Passage given:
================================

Murder Is My Hobby is an American radio mystery program that was broadcast on Mutual in 1945-1946. The 30-minute program debuted on October 14, 1945, and ended on July 14, 1946. It was sponsored by Mendaco.

Before Murder Is My Hobby was broadcast nationwide, it was carried on six Don Lee Pacific stations, sponsored by Cystex, beginning in April 1945.

Glenn Langan portrayed Barton Drake, a police inspector and the author of the book Mystery Is My Hobby. Drake combined his professions by collecting material for stories while he solved crimes. Rod O'Connor was the announcer, and Richard Wilkinson was the writer. 

The program was revised and retitled Mystery Is My Hobby. It still featured Drake, but he was a "wealthy mystery writer who works with the police". Episodes of the program were presented as cases from the book Mystery Is My Hobby. A typical opening had Drake saying: "For this week's drama I've selected Case History 127 from my book, Mystery Is My Hobby. I call it 'Death Is a Grain of Sand'". At the end of each episode he gave the case number and title of the next week's episode. The show was first broadcast on Mutual, and from 1949 to 1951 it was syndicated. 

Langhan again portrayed Drake, and Inspector Danton was played by Ken Christy and Norman Field. Charles Lung had the role of Blake's houseboy, Mike. Bruce Buell was the announcer, and Len Salvo provided music. Dave Titus was the director, and Raymond R. Morgan was the producer.

================================

Challenges:
**a.** In the passage on Murder Is My Hobby, on what date did the 30-minute program debut?
**b.** Print the part of the passage on Murder Is My Hobby starting at "The program was" and ending at "was the producer.".
Rely only on the passage on Murder Is My Hobby.

Material provided:

================================

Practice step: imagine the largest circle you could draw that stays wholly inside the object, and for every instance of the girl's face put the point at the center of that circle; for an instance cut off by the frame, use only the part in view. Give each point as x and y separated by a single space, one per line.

================================

Solutions to the problems:
**a.** October 14, 1945

**b.**
The program was revised and retitled Mystery Is My Hobby. It still featured Drake, but he was a "wealthy mystery writer who works with the police". Episodes of the program were presented as cases from the book Mystery Is My Hobby. A typical opening had Drake saying: "For this week's drama I've selected Case History 127 from my book, Mystery Is My Hobby. I call it 'Death Is a Grain of Sand'". At the end of each episode he gave the case number and title of the next week's episode. The show was first broadcast on Mutual, and from 1949 to 1951 it was syndicated. 

Langhan again portrayed Drake, and Inspector Danton was played by Ken Christy and Norman Field. Charles Lung had the role of Blake's houseboy, Mike. Bruce Buell was the announcer, and Len Salvo provided music. Dave Titus was the director, and Raymond R. Morgan was the producer.